**DOCUMENT SEGMENT:**
╔══

The meaning of this article is clarified by the Supreme
Court in its Judgement dated 19 February 1990 which states
that the above article imposes an obligation on the vendor,
at the purchaser’s request, to execute a public
document recording the sale (Judgment 7 January 1924,
Judgment 29 December 1926 and Judgement 24 December 1929),
but that a sale of a property does not need to be
documented in a public deed for the transaction to be
valid. Supreme Court Judgments dated 3 February 1987, 30
May 1987 and 3 October 1988 also confirm this.
- Thus,
there is no legal obligation under Spanish law to register
the title of a property. Furthermore, there is no legal
obligation to sign a Deed before a Notary (or a written
document at all) for a contract for the transfer of land to
be valid and binding between the parties.
“Traditio” or physically handing over the
property to the purchaser is required to complete the
transaction, and the “traditio” is implied by
law in any Deed of Transfer, but it is also quite common to
find many transactions where the property is unregistered
and the parties simply sign a contract and hand over
possession. Although the transaction instrumented in this
manner is valid and effective under Spanish law, it cannot
be registered at the Land Registry.
- It is true that the Spanish legal system requires two
“controls” when dealing with property
transactions
before they can be registered at the Land
Registry: (a)
that the transaction authorised by a Notary (but not
necessarily a Spanish Notary) or by a Spanish Consul,
Honorary Consul (duly authorised) or similar authorised
diplomat (regardless of these persons having no legal
training at all); and (b) that the Land Registrar is
satisfied that the document so executed complies with all
the necessary formalities to have access to the Land
Registry.
- A Deed of transfer relating to property in Spain
authorised by a foreign Notary IS a public document and
therefore, just like in the case of a Deed authorised by a
Spanish Notary, provided it contains no mistake or
omissions, the Land Registrar have registered them and
should continue to do so. The “double” control
is present whether the Deed has been authorised by a
Spanish or by a foreign Notary.
- The DGRN’s reference to the transfer of property
being in essence, an internal market simply confirms the
Spanish Notary’s desperate attempts to strengthen
a
monopoly which
they can feel starting to crumble away as a result of the
threat of the Qualifications Directory (which has been
subsequently approved and which does not exclude Notaries),
and as a result of the above-mentioned Royal Decree
862/2003 (dated 4 July 2004) allowing nationals of the
European Union to sit the exams to become a Spanish Notary.
- Although the DGRN does not mention this, the essential
role of the Notary (Spanish or foreign) is not acting as a
tax informant. The main role of a Notary is to identify the
parties, ensure that they have sufficient mental capacity
for the transaction, if they are representing a company or
another individual, ensure that the Power of Attorney or
authority is sufficient for the transaction, ensure that
they are acting freely and ensure that they understand the
nature and implications of the transaction which they are
about to enter (obviously, ownership issues, details of
charges or debts and tax implications are part of
understanding the nature and implications of the
transaction).

╚══

**Data extracted from a collection:**
╔══

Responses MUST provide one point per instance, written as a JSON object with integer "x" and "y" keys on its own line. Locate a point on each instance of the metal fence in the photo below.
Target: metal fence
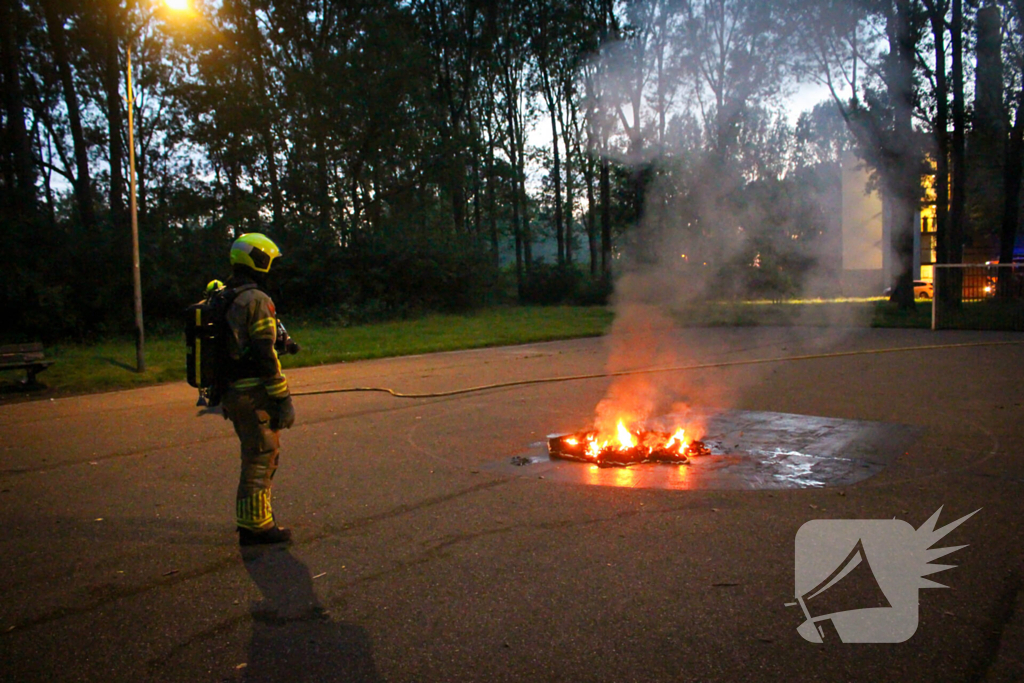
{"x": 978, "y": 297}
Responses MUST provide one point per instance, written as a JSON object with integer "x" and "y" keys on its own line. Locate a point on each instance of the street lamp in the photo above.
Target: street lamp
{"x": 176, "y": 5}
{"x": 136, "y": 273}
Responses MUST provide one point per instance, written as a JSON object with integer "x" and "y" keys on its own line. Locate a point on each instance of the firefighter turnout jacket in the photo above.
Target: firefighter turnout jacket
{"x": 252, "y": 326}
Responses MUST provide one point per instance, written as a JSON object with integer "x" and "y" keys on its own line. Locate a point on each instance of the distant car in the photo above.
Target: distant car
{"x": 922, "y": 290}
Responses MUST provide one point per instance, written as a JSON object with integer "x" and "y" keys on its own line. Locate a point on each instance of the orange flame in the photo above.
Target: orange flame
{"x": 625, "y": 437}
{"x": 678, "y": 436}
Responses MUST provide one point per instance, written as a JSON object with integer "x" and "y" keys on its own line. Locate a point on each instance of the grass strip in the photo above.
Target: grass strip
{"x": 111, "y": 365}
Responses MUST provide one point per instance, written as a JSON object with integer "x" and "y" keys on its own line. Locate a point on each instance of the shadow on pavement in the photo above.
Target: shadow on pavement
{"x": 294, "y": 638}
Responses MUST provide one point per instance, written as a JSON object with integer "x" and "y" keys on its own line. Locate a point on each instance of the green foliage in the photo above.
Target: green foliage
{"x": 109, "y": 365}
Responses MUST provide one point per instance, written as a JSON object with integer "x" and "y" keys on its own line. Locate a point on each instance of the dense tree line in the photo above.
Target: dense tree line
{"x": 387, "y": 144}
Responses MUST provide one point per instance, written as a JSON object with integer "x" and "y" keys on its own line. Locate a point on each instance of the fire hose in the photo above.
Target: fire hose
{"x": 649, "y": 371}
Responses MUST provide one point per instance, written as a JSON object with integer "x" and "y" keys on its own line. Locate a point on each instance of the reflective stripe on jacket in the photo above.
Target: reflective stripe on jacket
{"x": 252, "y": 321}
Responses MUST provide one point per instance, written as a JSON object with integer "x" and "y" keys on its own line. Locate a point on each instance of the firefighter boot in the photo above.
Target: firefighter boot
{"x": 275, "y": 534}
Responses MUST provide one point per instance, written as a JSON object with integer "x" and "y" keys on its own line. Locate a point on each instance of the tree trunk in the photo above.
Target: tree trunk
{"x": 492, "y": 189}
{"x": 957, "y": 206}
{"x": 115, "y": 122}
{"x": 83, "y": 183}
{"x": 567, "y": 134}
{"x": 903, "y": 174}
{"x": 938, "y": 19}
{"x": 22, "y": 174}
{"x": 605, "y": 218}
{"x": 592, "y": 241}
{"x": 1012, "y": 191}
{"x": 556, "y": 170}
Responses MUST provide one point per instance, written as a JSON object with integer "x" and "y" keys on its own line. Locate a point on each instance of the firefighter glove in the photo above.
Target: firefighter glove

╚══

**DIRECTION 1:** Rewrite the part of the passage on Spanish property transfers starting with "- Although the" and going on through "transaction).", replacing "tax informant" with "tax collector".
**DIRECTION 2:** Resume the passage on Spanish property transfers after its final sentence.

**WRITTEN REPLY 1:**
- Although the DGRN does not mention this, the essential
role of the Notary (Spanish or foreign) is not acting as a
tax collector. The main role of a Notary is to identify the
parties, ensure that they have sufficient mental capacity
for the transaction, if they are representing a company or
another individual, ensure that the Power of Attorney or
authority is sufficient for the transaction, ensure that
they are acting freely and ensure that they understand the
nature and implications of the transaction which they are
about to enter (obviously, ownership issues, details of
charges or debts and tax implications are part of
understanding the nature and implications of the
transaction).

**WRITTEN REPLY 2:**
8. The Resolution also says that the public deed of
purchase and sale executed before a Spanish Notary is the
instrument of the contract and the title deed which
transfers ownership. It is also the document which enables
registration at the Land Registry. However, a deed executed
before a foreign Notary which refers to the sale of a
Spanish property can only be regarded as a contract, which
creates obligations between the parties, but not as the
title deed with the effect of transferring ownership,
because a deed executed before a foreign Notary does not
have equivalent force in Spanish law to a Spanish deed
which transfers ownership and it cannot be registered at
the Land Registry either (article 4 of the Land Registry
Act), because it cannot cause registration at the Land
Registry (article 33 of the Land Registry Rules).
In
response to the above:
•
ARTICLE 2 OF THE SPANISH LAND REGISTRY
ACT.
Article
2 of the Spanish Land Registry Act (“Ley
Hipotecaria”) states “The following shall be
registered at the Land Registry:
1. Title
deeds relating to the transfer of ownership or declaring
ownership of immovable property or any rights affecting
such real property.
2. Title deeds creating, acknowledging, transferring,
modifying or terminating life tenancies
(“usufructo”), right of use, right of
habitation, emphyteusis, mortgage, census, easements and
any other rights affecting property.”
•
ARTICLE 3 OF THE SPANISH LAND REGISTRY
ACT.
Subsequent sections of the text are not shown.